┌─ ENTRIES PROVIDED

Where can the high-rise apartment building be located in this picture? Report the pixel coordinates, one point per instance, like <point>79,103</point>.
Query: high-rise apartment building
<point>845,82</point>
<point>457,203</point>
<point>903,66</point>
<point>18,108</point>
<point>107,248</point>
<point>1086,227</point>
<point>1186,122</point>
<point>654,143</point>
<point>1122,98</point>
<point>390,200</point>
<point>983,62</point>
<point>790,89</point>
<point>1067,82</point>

└─

WHAT IS BEING ASKED
Write out the records exactly, starting at the first line and ending at the line containing "<point>983,62</point>", with both of those lines included.

TASK ANSWER
Where can the high-rise apartment building be located in this picture? Report the pixel coordinates, one point per instance, like <point>79,103</point>.
Query: high-rise apartment building
<point>845,82</point>
<point>457,203</point>
<point>903,66</point>
<point>18,108</point>
<point>107,248</point>
<point>1086,227</point>
<point>1186,122</point>
<point>654,143</point>
<point>1122,98</point>
<point>390,200</point>
<point>983,62</point>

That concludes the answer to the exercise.